REQUIREMENTS: Rewrite the items from the start of the records through the line containing "<point>289,257</point>", inclusive, including the labeling requests, and offset each point coordinate in the answers by adding 10 to it.

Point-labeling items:
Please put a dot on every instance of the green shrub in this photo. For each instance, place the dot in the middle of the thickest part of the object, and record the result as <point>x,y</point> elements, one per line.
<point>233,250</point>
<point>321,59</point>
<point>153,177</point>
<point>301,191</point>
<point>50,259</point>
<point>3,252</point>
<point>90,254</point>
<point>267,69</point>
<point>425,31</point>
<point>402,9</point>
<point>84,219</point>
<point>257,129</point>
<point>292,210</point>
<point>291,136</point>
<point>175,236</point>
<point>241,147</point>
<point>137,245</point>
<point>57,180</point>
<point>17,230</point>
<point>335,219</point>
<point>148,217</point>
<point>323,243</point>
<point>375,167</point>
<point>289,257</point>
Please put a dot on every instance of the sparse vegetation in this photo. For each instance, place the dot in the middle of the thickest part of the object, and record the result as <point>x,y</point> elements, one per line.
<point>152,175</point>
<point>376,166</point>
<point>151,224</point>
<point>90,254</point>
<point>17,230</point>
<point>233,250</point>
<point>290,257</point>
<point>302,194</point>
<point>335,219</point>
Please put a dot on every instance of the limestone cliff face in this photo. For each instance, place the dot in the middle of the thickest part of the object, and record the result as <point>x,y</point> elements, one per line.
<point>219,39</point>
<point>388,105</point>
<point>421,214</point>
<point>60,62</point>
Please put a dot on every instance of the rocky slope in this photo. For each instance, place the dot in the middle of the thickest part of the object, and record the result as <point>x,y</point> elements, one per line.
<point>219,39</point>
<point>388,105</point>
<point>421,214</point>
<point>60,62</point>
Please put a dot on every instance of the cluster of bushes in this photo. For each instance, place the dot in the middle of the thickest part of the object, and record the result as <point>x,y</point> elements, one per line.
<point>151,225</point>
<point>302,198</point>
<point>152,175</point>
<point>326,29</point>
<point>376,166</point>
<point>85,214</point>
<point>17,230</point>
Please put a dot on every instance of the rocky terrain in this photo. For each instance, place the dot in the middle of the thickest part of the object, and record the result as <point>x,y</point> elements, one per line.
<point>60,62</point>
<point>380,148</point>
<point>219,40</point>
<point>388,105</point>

SOLUTION:
Please put a dot on every instance of the green shrub in this photo. For each instance, place the dot in the middle of the thickest part of the object, and record the result as <point>x,y</point> elements, one per line.
<point>243,260</point>
<point>331,69</point>
<point>163,187</point>
<point>311,201</point>
<point>60,269</point>
<point>13,262</point>
<point>100,264</point>
<point>277,79</point>
<point>435,41</point>
<point>412,19</point>
<point>94,229</point>
<point>267,139</point>
<point>302,220</point>
<point>301,146</point>
<point>185,246</point>
<point>251,157</point>
<point>147,255</point>
<point>67,190</point>
<point>27,240</point>
<point>345,229</point>
<point>158,227</point>
<point>333,253</point>
<point>385,177</point>
<point>299,267</point>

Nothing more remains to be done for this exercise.